(Image-grounded pointing data)
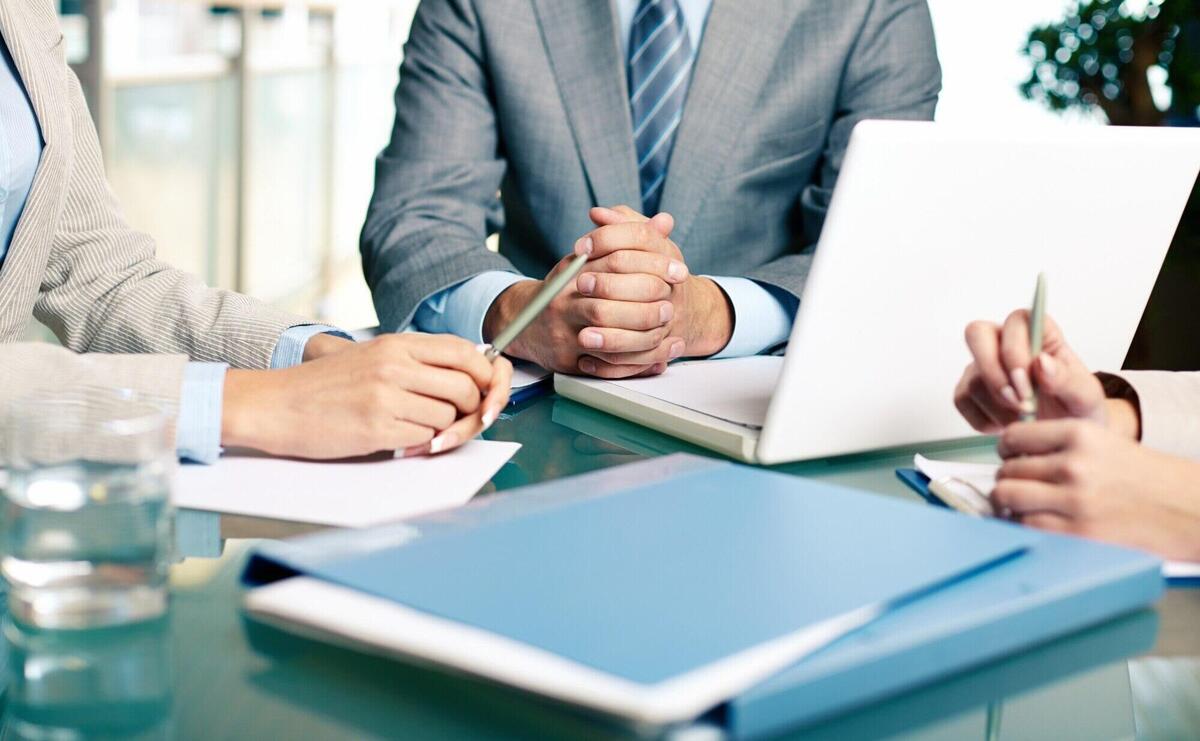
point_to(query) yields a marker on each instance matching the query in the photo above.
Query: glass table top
(204, 670)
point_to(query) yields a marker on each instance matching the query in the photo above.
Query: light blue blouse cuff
(461, 308)
(762, 315)
(289, 350)
(198, 427)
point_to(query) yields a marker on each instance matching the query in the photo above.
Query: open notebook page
(737, 390)
(342, 493)
(982, 477)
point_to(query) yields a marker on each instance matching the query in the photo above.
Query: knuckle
(1074, 470)
(466, 392)
(595, 313)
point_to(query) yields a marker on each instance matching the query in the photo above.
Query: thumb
(604, 216)
(664, 223)
(1078, 391)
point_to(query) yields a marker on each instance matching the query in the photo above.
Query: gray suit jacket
(513, 116)
(79, 269)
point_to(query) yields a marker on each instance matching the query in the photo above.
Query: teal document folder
(649, 576)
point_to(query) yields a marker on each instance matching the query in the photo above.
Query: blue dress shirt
(198, 437)
(461, 308)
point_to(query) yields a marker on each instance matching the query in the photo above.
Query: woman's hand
(419, 393)
(1078, 477)
(999, 383)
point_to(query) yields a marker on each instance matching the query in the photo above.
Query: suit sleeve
(892, 72)
(437, 182)
(1170, 410)
(105, 291)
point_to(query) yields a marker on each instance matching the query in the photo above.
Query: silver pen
(533, 309)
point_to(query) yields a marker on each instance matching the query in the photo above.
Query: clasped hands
(635, 307)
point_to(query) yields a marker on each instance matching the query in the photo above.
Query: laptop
(930, 227)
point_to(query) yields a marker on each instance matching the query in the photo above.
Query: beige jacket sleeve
(1170, 410)
(105, 291)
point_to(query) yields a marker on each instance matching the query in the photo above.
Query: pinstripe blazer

= DESCRIPTION OF THE TASK =
Each entry above must be restated word for word; the pictures stay out of the copy.

= RESULT OF THIS TASK =
point_to(query) yields a marker on each instance matching the query in the photo above.
Query: glass table top
(204, 670)
point_to(query) yields a marker on each instance matching the query in the photo above.
Query: light blue blouse cuff
(461, 308)
(762, 315)
(289, 350)
(198, 427)
point_to(query) yields a marker on each instance matching the query in the photo above.
Query: open notebook page
(737, 390)
(342, 493)
(982, 477)
point_to(query) yields a marker on each instance matching the query in the photo above.
Query: knuckle
(1074, 470)
(466, 392)
(595, 313)
point_to(query) yields a marker on each instance matching the query in the photo above.
Query: thumb
(604, 216)
(664, 223)
(1078, 391)
point_to(query) yields a marker on each instance matching the query in the photo above.
Query: gray suit jacket
(513, 116)
(79, 269)
point_to(query) yields a marker on each instance matching the query in the photo above.
Query: teal document folder
(649, 576)
point_to(query) yields a marker on each instance matching the query in the photo above.
Query: blue dress shirt
(198, 437)
(461, 308)
point_to(query) yields a marker on each instance matching the query in the photo above.
Query: woman's hand
(419, 393)
(1078, 477)
(999, 383)
point_to(query) yields a marker on each instance matching the query in the photo above.
Query: suit sleeve
(892, 72)
(437, 182)
(1170, 410)
(105, 291)
point_to(query) yields a marker on each instance matching the query in the photo above.
Query: silver pen
(533, 309)
point_to(query) yields a marker on each instance matching the query in the photo above.
Query: clasped hands
(635, 307)
point_to(query) yields a marker on each instance matching the query in the photo above.
Query: laptop
(930, 227)
point_to(query) yields a marker on each instance matching the query in the photo above.
Query: beige jacket sleeve
(1170, 410)
(105, 291)
point_to(query) yields a marker on each instance matching the query in the photo above.
Query: pinstripe blazer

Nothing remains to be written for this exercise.